• [Passage]:
◇ ◇ ◇

REORG: clock: move the updates of cpu/mono time to clock.c

The entering_poll/leaving_poll/measure_idle functions that were hard
to classify and used to move to various locations have now been placed
into clock.c since it's precisely about time-keeping. The functions
were renamed to clock_*. The samp_time and idle_time values are now
static since there is no reason for them to be read from outside.
This commit is contained in:
Willy Tarreau 2021-10-08 10:43:59 +02:00
parent 5554264f31
commit f9d5e1079c
10 changed files with 107 additions and 112 deletions

View File

@ -41,5 +41,8 @@ void clock_update_date(int max_wait, int interrupted);
void clock_init_process_date(void);
void clock_init_thread_date(void);
char *timeofday_as_iso_us(int pad);
uint clock_report_idle(void);
void clock_leaving_poll(int timeout, int interrupted);
void clock_entering_poll(void);
#endif

View File

@ -93,9 +93,6 @@ extern volatile unsigned long global_tasks_mask; /* Mask of threads with tasks i
extern unsigned int grq_total; /* total number of entries in the global run queue, atomic */
extern unsigned int niced_tasks; /* number of niced tasks in the run queue */
extern THREAD_LOCAL unsigned int samp_time; /* total elapsed time over current sample */
extern THREAD_LOCAL unsigned int idle_time; /* total idle time over current sample */
extern struct pool_head *pool_head_task;
extern struct pool_head *pool_head_tasklet;
extern struct pool_head *pool_head_notification;
@ -117,10 +114,6 @@ void tasklet_kill(struct tasklet *t);
void __task_wakeup(struct task *t);
void __task_queue(struct task *task, struct eb_root *wq);
uint sched_report_idle();
void sched_leaving_poll(int timeout, int interrupted);
void sched_entering_poll();
unsigned int run_tasks_from_lists(unsigned int budgets[]);
/*

View File

@ -14,6 +14,7 @@
#include <time.h>
#include <haproxy/api.h>
#include <haproxy/activity.h>
#include <haproxy/clock.h>
#include <haproxy/time.h>
#include <haproxy/tinfo-t.h>
@ -31,6 +32,8 @@ THREAD_LOCAL struct timeval date; /* the real current date (wall
THREAD_LOCAL struct timeval before_poll; /* system date before calling poll() */
THREAD_LOCAL struct timeval after_poll; /* system date after leaving poll() */
static THREAD_LOCAL unsigned int samp_time; /* total elapsed time over current sample */
static THREAD_LOCAL unsigned int idle_time; /* total idle time over current sample */
static THREAD_LOCAL unsigned int iso_time_sec; /* last iso time value for this thread */
static THREAD_LOCAL char iso_time_str[34]; /* ISO time representation of gettimeofday() */
@ -212,6 +215,95 @@ void clock_init_thread_date(void)

◇ ◇ ◇

• [Record extracts]:
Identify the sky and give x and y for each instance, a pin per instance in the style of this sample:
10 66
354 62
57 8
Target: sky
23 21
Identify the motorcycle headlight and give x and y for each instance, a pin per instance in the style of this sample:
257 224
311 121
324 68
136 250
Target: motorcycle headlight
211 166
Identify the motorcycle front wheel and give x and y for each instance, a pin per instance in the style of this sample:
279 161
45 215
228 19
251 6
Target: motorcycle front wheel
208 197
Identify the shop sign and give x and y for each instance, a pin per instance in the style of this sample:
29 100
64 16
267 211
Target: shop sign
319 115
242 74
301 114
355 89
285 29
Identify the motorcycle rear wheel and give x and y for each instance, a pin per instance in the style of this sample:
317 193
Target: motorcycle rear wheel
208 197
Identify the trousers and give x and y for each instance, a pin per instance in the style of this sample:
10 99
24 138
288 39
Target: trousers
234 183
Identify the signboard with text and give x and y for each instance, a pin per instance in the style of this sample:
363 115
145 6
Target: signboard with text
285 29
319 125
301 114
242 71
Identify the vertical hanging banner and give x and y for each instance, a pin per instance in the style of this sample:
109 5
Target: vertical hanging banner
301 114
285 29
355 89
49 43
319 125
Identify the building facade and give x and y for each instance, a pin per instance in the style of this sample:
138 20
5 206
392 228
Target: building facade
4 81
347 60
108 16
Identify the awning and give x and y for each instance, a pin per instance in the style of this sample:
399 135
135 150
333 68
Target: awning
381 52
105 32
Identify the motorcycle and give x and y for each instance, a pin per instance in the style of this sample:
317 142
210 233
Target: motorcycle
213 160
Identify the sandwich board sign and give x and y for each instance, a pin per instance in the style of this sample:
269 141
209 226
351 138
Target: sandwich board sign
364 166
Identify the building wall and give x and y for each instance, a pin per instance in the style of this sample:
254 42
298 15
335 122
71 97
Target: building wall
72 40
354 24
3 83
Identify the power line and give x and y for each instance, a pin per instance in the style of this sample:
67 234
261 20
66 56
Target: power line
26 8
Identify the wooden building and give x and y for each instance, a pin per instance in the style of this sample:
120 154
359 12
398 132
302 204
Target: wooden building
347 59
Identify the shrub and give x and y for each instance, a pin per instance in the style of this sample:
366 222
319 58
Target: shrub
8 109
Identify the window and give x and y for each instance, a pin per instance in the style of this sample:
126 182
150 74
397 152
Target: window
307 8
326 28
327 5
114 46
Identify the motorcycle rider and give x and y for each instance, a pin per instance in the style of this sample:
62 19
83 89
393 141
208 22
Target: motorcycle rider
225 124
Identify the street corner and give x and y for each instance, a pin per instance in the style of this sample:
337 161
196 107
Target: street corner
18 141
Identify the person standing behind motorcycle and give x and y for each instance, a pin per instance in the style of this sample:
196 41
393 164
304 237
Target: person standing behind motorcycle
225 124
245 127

◇ ◇ ◇

• [Goal]:
Carry on the clock.c commit diff after its last line shown.

• [Exercise output]:
clock_update_date(0, 1);
}
/* report the average CPU idle percentage over all running threads, between 0 and 100 */
uint clock_report_idle(void)
{
uint total = 0;
uint rthr = 0;
uint thr;
for (thr = 0; thr < MAX_THREADS; thr++) {
if (!(all_threads_mask & (1UL << thr)))
continue;
total += HA_ATOMIC_LOAD(&ha_thread_info[thr].idle_pct);
rthr++;
}
return rthr ? total / rthr : 0;
}
/* Update the idle time value twice a second, to be called after
* clock_update_date() when called after poll(), and currently called only by
* clock_leaving_poll() below. It relies on <before_poll> to be updated to
* the system time before calling poll().
*/
static inline void clock_measure_idle(void)
{
/* Let's compute the idle to work ratio. We worked between after_poll
* and before_poll, and slept between before_poll and date. The idle_pct
* is updated at most twice every second. Note that the current second
* rarely changes so we avoid a multiply when not needed.
*/
int delta;
if ((delta = date.tv_sec - before_poll.tv_sec))
delta *= 1000000;
idle_time += delta + (date.tv_usec - before_poll.tv_usec);
if ((delta = date.tv_sec - after_poll.tv_sec))
delta *= 1000000;
samp_time += delta + (date.tv_usec - after_poll.tv_usec);
after_poll.tv_sec = date.tv_sec; after_poll.tv_usec = date.tv_usec;
if (samp_time < 500000)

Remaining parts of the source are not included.